Text shown
········

The A/D converter 201 in the encoder block 102 and the D/A converter 223 in the decoder block 134 both handle a sampling rate that is high enough for the widest defined speech bandwidth. The downsampling block 203 reduces the sampling rate of the sample stream produced by the A/D converter 201 to a lower level by puncturing, filtering or interpolating, and the upsampling block 222 inflates the sampling rate of the sample stream produced by the speech decoder proper 220 to a higher level by some calculational means. As a response to a bandwidth change command the speech encoder 204 and decoder 220 switch to encoding and decoding procedures that correspond to the new bandwidth, and simultaneously the switching blocks 203 and 221 select either the direct couplings (in the case of wider bandwidth) or those going through the downsampling block 203 and upsampling block 222 (in the case of narrower bandwidth). Multiple bandwidths can be achieved by programming the speech encoder 204 and decoder 220 for multiple bandwidths and by providing multiple parallel downsampling blocks in the transmitting station and upsampling blocks in the receiving station (or by programming the downsampling block 203 and upsampling block 222 for multiple down/upsampling ratios).
The existing definitions of the AMR arrangements include the drawback that changing from one source encoding bandwidth to another tends to cause noticeable artefacts in the transmitted signal. For example changing between two different speech codec modes with different bandwidths causes the listening user at the receiving end to notice a strange audible effect in the speaker's voice.
As additional background to the invention we describe briefly the known Tandem Free Operation or TFO arrangement which is used to convey a connection between mobile terminals (a MS-MS-connection, where MS comes from Mobile Station) where wideband speech coding is used. For the sake of brevity we will denote a signal that carries speech encoded with wideband (narrowband) speech coding simply as wideband (narrowband) speech.
The use of two complete encoder-decoder pairs which was described in association of FIG. 1 is known as tandem operation and it is necessary especially if the network connection 115 goes through a public switched telephone network or PSTN of generally unknown nature. In a more advantageous case the terminals 100 and 130 are both mobile stations of a digital cellular radio system, and the network connection 115 is truly digital and capable of establishing transparent digital channels between certain transcoder and rate adaptor units or TRAUs that operate either within base stations or under the control of base stations.

········

Given information
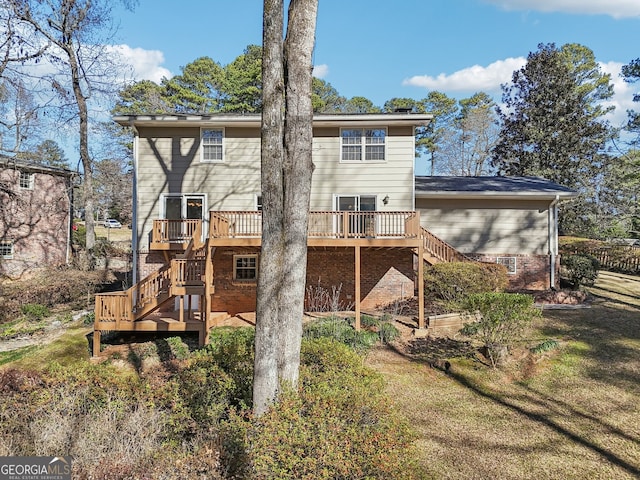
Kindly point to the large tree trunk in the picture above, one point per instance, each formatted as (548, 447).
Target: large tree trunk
(286, 184)
(298, 167)
(265, 378)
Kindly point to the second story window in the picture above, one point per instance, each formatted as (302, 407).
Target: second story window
(26, 180)
(211, 145)
(363, 144)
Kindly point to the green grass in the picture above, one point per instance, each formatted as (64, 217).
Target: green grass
(15, 355)
(69, 349)
(570, 412)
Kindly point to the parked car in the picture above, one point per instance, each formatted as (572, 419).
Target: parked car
(112, 223)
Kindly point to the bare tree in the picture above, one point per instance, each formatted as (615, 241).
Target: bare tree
(82, 67)
(18, 42)
(287, 166)
(466, 147)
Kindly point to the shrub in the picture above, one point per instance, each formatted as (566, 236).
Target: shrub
(35, 311)
(580, 269)
(450, 283)
(341, 330)
(387, 332)
(51, 287)
(232, 350)
(500, 320)
(338, 425)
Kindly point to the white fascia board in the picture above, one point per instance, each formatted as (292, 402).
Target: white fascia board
(254, 120)
(497, 195)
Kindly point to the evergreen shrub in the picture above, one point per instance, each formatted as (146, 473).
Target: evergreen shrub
(338, 425)
(449, 283)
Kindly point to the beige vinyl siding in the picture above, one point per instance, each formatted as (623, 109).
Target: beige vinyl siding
(393, 177)
(488, 226)
(169, 163)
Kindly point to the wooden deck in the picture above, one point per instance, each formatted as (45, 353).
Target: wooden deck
(191, 273)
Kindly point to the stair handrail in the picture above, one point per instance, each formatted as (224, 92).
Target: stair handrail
(438, 248)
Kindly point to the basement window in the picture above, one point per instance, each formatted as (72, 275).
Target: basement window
(509, 262)
(6, 250)
(245, 269)
(26, 180)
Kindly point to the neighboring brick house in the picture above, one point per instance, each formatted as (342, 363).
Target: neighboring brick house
(508, 220)
(35, 216)
(197, 219)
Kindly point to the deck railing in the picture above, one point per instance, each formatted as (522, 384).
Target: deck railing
(441, 250)
(328, 224)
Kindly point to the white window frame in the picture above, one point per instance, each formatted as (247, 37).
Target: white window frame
(202, 145)
(245, 281)
(27, 180)
(6, 249)
(511, 264)
(363, 142)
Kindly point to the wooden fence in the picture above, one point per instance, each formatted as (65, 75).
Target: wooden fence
(615, 258)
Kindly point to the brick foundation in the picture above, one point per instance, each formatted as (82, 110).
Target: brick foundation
(385, 275)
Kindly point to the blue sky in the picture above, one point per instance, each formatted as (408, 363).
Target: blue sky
(382, 49)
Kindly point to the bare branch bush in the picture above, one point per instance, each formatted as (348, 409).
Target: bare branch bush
(321, 299)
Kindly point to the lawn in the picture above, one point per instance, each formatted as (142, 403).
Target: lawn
(571, 412)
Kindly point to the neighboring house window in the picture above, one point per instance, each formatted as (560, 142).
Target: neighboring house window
(26, 180)
(363, 144)
(509, 262)
(245, 268)
(212, 145)
(6, 250)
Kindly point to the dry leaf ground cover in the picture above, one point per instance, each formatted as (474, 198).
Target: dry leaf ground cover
(569, 413)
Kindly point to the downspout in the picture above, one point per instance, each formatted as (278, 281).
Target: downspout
(553, 240)
(134, 210)
(70, 219)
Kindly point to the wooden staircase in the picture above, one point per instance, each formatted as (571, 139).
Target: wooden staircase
(437, 250)
(181, 276)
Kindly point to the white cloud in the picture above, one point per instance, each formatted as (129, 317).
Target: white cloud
(320, 71)
(622, 98)
(146, 64)
(472, 79)
(614, 8)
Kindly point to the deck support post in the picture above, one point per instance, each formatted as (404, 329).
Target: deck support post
(357, 282)
(96, 342)
(421, 323)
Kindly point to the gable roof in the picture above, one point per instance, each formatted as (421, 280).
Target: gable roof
(491, 187)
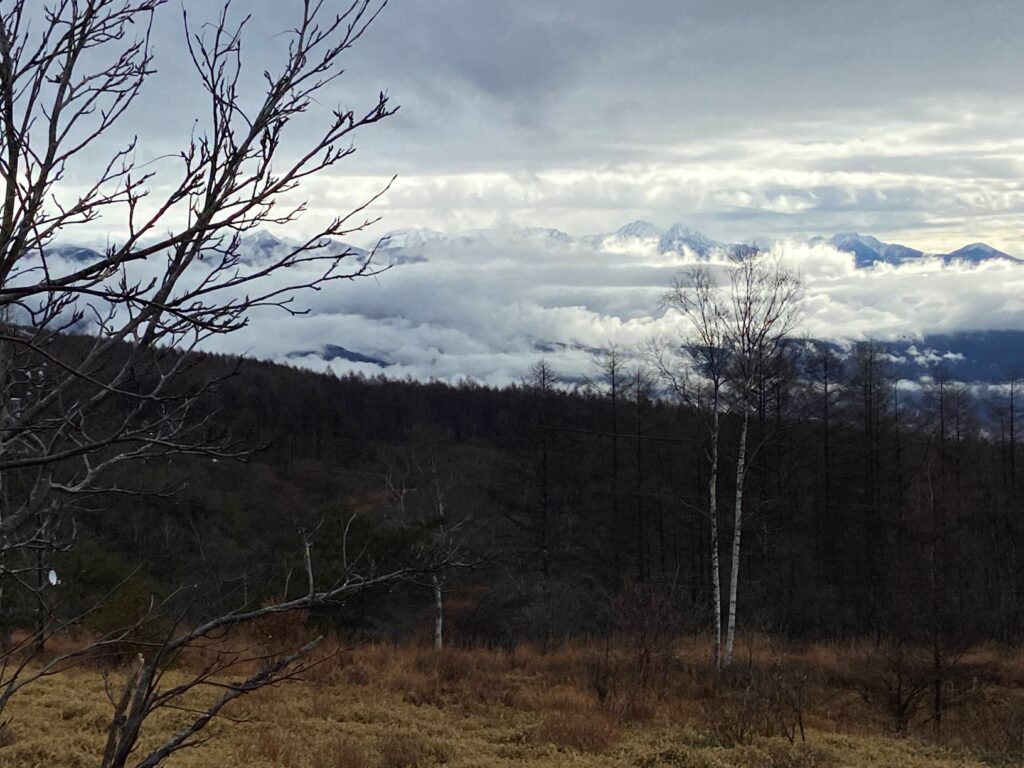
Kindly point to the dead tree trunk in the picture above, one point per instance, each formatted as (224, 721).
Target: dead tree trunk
(736, 536)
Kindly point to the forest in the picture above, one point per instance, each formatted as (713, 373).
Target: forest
(873, 510)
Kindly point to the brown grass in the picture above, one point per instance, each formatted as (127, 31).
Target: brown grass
(407, 707)
(584, 731)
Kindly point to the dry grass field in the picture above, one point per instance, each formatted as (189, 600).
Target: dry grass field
(387, 707)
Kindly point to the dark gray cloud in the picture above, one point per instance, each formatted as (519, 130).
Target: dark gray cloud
(765, 118)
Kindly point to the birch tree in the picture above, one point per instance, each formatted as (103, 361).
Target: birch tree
(696, 296)
(734, 332)
(764, 307)
(95, 365)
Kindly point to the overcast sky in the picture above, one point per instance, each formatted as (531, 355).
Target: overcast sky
(748, 120)
(744, 119)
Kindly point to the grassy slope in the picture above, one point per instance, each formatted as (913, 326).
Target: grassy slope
(385, 708)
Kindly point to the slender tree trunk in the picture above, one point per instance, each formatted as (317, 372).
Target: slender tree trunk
(716, 572)
(736, 534)
(438, 614)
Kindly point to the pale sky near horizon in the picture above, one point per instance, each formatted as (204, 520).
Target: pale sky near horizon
(744, 120)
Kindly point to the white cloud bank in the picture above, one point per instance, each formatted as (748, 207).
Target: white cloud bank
(486, 305)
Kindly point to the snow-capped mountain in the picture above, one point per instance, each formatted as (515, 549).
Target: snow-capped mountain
(975, 253)
(640, 229)
(680, 239)
(408, 239)
(868, 251)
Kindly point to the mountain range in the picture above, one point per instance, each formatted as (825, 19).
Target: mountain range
(409, 246)
(975, 355)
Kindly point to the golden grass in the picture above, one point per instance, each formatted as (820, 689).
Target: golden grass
(386, 707)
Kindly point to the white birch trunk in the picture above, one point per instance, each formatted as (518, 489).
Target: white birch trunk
(438, 614)
(716, 571)
(736, 534)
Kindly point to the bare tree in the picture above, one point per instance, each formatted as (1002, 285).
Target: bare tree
(420, 484)
(95, 371)
(732, 339)
(765, 304)
(697, 297)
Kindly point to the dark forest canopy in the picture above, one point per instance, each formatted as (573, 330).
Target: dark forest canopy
(868, 513)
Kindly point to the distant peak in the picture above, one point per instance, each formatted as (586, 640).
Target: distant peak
(641, 229)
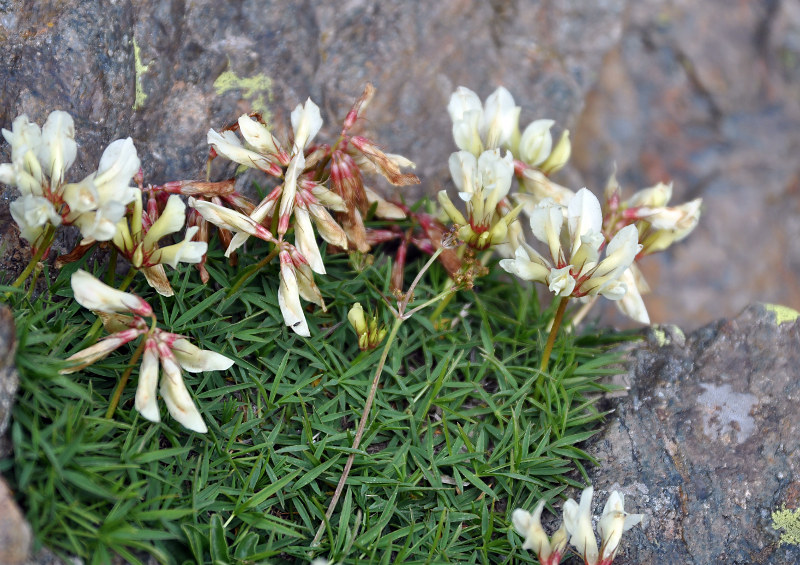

········

Short exercise
Write the next part of the speech coding passage, starting after its final sentence. The records have no connection to the speech coding passage.

Output for this task
FIG. 3 illustrates an arrangement where a first TRAU 300 is functionally associated with the first base station 110 and a second TRAU 310 is functionally associated with the second base station 120. Each TRAU 300 and 310 comprises a decoder 301, 311; an uplink TFO unit 302, 312; an encoder 303, 313; a downlink TFO unit 304, 314; and a TFO Protocol unit 305, 315. In each TRAU the decoder 301, 311 and uplink TFO unit 302, 312 are coupled in parallel to receive the uplink frames from the mobile station, and their outputs are combined through the use of a combiner 306, 316. Similarly the encoder 303, 313 and downlink TFO unit 304, 314 are coupled in parallel to receive the transmission frames from the other TRAU, and their outputs go through a selection switch 307, 317. The digital network 320 consists of IPEs (In Path Equipment), of which the IPEs 321 and 322 are shown, and is capable of establishing transparent 64 kbit/s channels in both directions between the TRAUs. The first base station 110 operates under the control of a first base station controller 330, which in turn is part of a communication domain governed by a first mobile services switching centre 340. The second base station 120 operates under the control of a second base station controller 350, which in is part of a communication domain governed by a second mobile services switching centre 360. There are control connections from the base station controllers 330 and 350 to respective ones of the TFO Protocol units 305 and 315.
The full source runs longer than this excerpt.